WORK TO BE COMPLETED: What lines in the records below contain the string "tree"? Copy every one.

MATERIAL TO PROCESS:

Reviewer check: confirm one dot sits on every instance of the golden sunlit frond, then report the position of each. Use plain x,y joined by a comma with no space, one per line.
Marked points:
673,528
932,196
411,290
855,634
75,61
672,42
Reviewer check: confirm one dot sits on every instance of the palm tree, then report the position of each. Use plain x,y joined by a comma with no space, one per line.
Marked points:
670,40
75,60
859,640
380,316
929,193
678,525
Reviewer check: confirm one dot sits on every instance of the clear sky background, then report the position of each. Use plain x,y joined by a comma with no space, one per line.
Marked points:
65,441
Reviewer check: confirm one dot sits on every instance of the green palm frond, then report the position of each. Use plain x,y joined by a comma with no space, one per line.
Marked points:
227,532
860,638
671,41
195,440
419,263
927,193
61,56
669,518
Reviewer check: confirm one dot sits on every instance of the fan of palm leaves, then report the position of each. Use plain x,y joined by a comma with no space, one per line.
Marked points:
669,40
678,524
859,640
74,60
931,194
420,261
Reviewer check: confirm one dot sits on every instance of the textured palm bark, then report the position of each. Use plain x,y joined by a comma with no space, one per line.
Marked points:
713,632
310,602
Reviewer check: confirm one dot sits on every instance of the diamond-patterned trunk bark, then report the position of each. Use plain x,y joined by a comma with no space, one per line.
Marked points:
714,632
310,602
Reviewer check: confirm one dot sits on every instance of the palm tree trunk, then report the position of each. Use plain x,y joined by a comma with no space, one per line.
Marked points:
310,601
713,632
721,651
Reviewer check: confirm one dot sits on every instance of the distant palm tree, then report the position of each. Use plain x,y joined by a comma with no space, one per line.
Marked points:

THE ANSWER:
Reviewer check: confirm one dot sits on every instance of the palm tree, then report the position of each. Use plain x,y joined by a comma with no space, one per line.
Reviewer check: confirm one dot sits on every instance of the palm tree trunk, then report the position of each. Use plain x,y joined by a comma with no space, one per line.
Reviewer check: confirm one dot sits on every instance of the distant palm tree, then report the position of each. Use plain x,y joined by a comma with no space, one per line.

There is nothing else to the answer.